-- Do this --
Return the listing word for word, as given.

-- Dataset excerpts --
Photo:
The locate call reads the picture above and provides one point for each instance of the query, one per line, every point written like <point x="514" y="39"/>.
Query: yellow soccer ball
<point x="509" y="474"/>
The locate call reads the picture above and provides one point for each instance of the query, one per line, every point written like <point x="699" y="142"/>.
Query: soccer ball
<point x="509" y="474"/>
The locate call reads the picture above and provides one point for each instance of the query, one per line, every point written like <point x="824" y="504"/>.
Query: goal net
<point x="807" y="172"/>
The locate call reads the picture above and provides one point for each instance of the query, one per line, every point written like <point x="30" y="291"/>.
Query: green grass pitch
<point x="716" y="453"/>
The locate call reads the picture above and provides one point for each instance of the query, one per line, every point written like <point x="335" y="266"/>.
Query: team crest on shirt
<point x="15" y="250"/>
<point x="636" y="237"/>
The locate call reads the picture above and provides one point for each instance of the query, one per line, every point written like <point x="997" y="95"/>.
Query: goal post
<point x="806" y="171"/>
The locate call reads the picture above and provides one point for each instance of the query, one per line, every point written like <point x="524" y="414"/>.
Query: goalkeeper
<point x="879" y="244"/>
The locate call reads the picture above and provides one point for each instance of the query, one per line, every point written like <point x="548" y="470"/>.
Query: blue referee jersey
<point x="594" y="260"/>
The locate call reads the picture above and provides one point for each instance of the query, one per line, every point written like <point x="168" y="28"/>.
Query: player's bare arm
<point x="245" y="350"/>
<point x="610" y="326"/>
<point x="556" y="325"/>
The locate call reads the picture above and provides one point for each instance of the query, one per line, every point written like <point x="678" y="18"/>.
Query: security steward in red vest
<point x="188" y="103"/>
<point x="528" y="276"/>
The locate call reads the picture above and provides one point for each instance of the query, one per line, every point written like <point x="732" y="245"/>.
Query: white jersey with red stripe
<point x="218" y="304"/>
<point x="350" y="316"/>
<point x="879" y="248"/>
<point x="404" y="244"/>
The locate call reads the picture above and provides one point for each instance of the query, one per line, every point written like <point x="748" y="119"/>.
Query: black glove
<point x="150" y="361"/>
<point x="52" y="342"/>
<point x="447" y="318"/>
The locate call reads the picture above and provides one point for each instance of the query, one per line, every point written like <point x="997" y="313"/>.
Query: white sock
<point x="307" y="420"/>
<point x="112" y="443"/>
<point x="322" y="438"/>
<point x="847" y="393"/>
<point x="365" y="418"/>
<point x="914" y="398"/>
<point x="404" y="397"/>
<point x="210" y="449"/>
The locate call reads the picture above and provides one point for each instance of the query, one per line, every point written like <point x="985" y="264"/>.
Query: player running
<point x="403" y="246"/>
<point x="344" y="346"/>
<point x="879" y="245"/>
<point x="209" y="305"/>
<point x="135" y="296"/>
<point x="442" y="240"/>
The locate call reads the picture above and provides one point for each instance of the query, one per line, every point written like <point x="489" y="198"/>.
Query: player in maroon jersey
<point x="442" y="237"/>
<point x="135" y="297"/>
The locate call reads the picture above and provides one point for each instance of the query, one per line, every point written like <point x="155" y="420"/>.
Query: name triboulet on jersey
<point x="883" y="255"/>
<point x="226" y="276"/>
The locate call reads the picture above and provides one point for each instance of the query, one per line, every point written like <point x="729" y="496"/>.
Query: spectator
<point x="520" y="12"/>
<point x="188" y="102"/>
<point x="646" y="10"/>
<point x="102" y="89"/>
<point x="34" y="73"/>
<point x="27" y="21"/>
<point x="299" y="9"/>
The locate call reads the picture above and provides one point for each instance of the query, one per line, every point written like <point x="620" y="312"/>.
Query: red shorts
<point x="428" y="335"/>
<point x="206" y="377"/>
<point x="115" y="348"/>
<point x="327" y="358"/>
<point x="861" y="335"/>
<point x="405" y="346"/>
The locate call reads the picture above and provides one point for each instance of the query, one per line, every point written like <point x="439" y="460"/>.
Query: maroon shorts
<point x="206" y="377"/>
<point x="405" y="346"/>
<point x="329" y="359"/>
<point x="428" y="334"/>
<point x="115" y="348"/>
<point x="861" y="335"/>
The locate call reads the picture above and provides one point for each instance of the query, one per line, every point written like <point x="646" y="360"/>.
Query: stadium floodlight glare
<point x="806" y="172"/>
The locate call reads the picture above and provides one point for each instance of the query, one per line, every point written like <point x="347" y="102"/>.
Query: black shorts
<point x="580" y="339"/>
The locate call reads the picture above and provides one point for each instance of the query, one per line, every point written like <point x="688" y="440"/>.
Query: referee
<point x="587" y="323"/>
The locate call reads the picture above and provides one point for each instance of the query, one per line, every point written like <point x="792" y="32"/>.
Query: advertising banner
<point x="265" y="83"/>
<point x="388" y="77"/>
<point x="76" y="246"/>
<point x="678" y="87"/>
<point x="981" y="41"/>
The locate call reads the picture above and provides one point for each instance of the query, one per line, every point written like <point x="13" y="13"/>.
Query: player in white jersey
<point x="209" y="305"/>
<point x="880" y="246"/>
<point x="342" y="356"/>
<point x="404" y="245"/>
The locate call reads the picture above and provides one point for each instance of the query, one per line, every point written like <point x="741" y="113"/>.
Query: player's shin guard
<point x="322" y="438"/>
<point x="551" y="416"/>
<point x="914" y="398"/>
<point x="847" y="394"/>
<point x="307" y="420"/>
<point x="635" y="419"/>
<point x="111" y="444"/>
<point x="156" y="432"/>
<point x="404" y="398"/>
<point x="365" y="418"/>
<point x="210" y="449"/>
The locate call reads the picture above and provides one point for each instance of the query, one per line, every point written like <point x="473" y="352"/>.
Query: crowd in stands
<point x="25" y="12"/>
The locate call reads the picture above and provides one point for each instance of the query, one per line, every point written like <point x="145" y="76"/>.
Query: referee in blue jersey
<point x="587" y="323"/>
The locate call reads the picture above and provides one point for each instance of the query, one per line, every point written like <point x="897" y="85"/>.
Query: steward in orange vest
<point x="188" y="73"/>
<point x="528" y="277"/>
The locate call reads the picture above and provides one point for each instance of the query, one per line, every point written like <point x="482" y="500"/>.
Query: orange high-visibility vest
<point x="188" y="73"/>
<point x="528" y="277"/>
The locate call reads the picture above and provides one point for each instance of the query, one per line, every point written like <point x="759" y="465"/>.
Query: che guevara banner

-- Answer to this task --
Photo:
The locate call reads the picture above and provides one point for each instance of the query, one per line, every point written like <point x="514" y="39"/>.
Query: yellow soccer ball
<point x="509" y="474"/>
The locate call reads the picture above and provides one point for each instance of the query, one per line, every point written like <point x="699" y="142"/>.
Query: soccer ball
<point x="509" y="474"/>
The locate call reads the picture above and provides one point for each instance of the query, one per line, every point written like <point x="824" y="504"/>.
Query: goal net
<point x="807" y="172"/>
The locate call reads the picture above and provides one point for each instance of the query, one per line, every point written like <point x="30" y="291"/>.
Query: green grass pitch
<point x="716" y="453"/>
The locate call reads the picture above and provides one point for each instance of the query, one per line, every point written like <point x="335" y="266"/>.
Query: team crest on shirt
<point x="15" y="250"/>
<point x="636" y="237"/>
The locate call reads the picture above and provides one point for each instance of the query, one per line, every point written like <point x="997" y="95"/>.
Query: goal post
<point x="806" y="171"/>
The locate call reads the picture above and provides one point for each instance of the query, one per line, every point written like <point x="524" y="414"/>.
Query: goalkeeper
<point x="879" y="244"/>
The locate call reads the picture above and provides one point for each instance of the query, one per line, every point written like <point x="548" y="470"/>.
Query: blue referee jersey
<point x="594" y="260"/>
The locate call reads the picture above and provides one point for each instance of the query, one per line, every point written like <point x="168" y="28"/>.
Query: player's bare arm
<point x="245" y="350"/>
<point x="610" y="326"/>
<point x="556" y="325"/>
The locate call reads the picture above and provides one point for each instance of the query, one per line, every point written like <point x="678" y="18"/>.
Query: security steward in red vest
<point x="188" y="103"/>
<point x="528" y="276"/>
The locate call reads the picture above and provides one point for each instance of the query, one per line, every point written like <point x="732" y="245"/>.
Query: white jersey with red stripe
<point x="218" y="304"/>
<point x="350" y="316"/>
<point x="879" y="248"/>
<point x="404" y="244"/>
The locate call reads the picture above and provides one point for each instance of the query, one per line, every point written like <point x="748" y="119"/>.
Query: black glove
<point x="150" y="361"/>
<point x="52" y="342"/>
<point x="447" y="318"/>
The locate call reads the picture above and provides one point for each instance of the query, one per line, every point written like <point x="997" y="313"/>.
Query: white sock
<point x="307" y="420"/>
<point x="112" y="443"/>
<point x="322" y="438"/>
<point x="847" y="393"/>
<point x="365" y="418"/>
<point x="914" y="398"/>
<point x="404" y="397"/>
<point x="210" y="449"/>
The locate call reads the picture above and provides one point for each instance of the query, one per line, every point written like <point x="985" y="264"/>.
Query: player running
<point x="403" y="246"/>
<point x="344" y="346"/>
<point x="879" y="245"/>
<point x="209" y="305"/>
<point x="135" y="296"/>
<point x="442" y="240"/>
The locate call reads the picture above and provides one point for each instance of the query, one per line, every point written like <point x="489" y="198"/>.
Query: player in maroon jersey
<point x="442" y="237"/>
<point x="135" y="297"/>
The locate call reads the picture above and provides one point for each instance of the query, one per line, every point written like <point x="155" y="420"/>.
Query: name triboulet on jersey
<point x="883" y="255"/>
<point x="226" y="276"/>
The locate call reads the picture above and provides one point for each instance of the query, one per line, every point written like <point x="729" y="496"/>.
Query: spectator
<point x="520" y="12"/>
<point x="188" y="102"/>
<point x="646" y="10"/>
<point x="102" y="89"/>
<point x="34" y="73"/>
<point x="27" y="21"/>
<point x="299" y="9"/>
The locate call reads the picture above and provides one point for each instance of the query, one per line, every point written like <point x="620" y="312"/>.
Query: red shorts
<point x="428" y="335"/>
<point x="206" y="377"/>
<point x="115" y="348"/>
<point x="327" y="358"/>
<point x="861" y="335"/>
<point x="405" y="346"/>
The locate call reads the picture above and provides one point for each instance of the query, one per line, every point written like <point x="439" y="460"/>.
Query: maroon shorts
<point x="206" y="377"/>
<point x="405" y="346"/>
<point x="329" y="359"/>
<point x="428" y="334"/>
<point x="115" y="348"/>
<point x="861" y="335"/>
The locate call reads the picture above and provides one point for each instance of the query, one per line, every point written like <point x="646" y="360"/>.
Query: stadium floodlight glare
<point x="806" y="172"/>
The locate call reads the picture above and provides one point for each instance of the query, one per line, every point written like <point x="347" y="102"/>.
Query: black shorts
<point x="580" y="339"/>
The locate call reads the picture above and provides one point for each instance of the query, one per line, every point written like <point x="688" y="440"/>.
Query: referee
<point x="587" y="323"/>
The locate call reads the picture above and provides one point for each instance of the query, one per line, every point written like <point x="792" y="32"/>.
Query: advertising banner
<point x="265" y="83"/>
<point x="388" y="77"/>
<point x="76" y="246"/>
<point x="678" y="87"/>
<point x="981" y="41"/>
The locate call reads the picture above and provides one point for each instance of the query, one per line, every point written like <point x="13" y="13"/>.
Query: player in white jersey
<point x="209" y="305"/>
<point x="880" y="246"/>
<point x="342" y="356"/>
<point x="404" y="245"/>
The locate call reads the picture above and provides one point for each instance of the query, one per line, every point written like <point x="741" y="113"/>.
Query: player's shin guard
<point x="322" y="438"/>
<point x="551" y="416"/>
<point x="914" y="398"/>
<point x="847" y="394"/>
<point x="307" y="420"/>
<point x="635" y="419"/>
<point x="111" y="444"/>
<point x="156" y="432"/>
<point x="404" y="398"/>
<point x="365" y="418"/>
<point x="210" y="449"/>
The locate call reads the picture above and provides one point for each instance of the query, one per line, every point written like <point x="473" y="352"/>.
Query: crowd in stands
<point x="25" y="12"/>
The locate call reads the picture above and provides one point for each instance of the query, one per line, every point written like <point x="145" y="76"/>.
Query: referee in blue jersey
<point x="587" y="323"/>
The locate call reads the picture above and provides one point for each instance of the query, one per line, every point written like <point x="897" y="85"/>.
Query: steward in orange vest
<point x="188" y="73"/>
<point x="528" y="277"/>
The locate call reads the picture above and provides one point for each instance of the query, one per line, every point written like <point x="482" y="500"/>.
Query: orange high-visibility vest
<point x="188" y="73"/>
<point x="528" y="277"/>
The locate call reads the picture above and provides one point for each instance of the query, one per line, every point written like <point x="759" y="465"/>.
Query: che guevara banner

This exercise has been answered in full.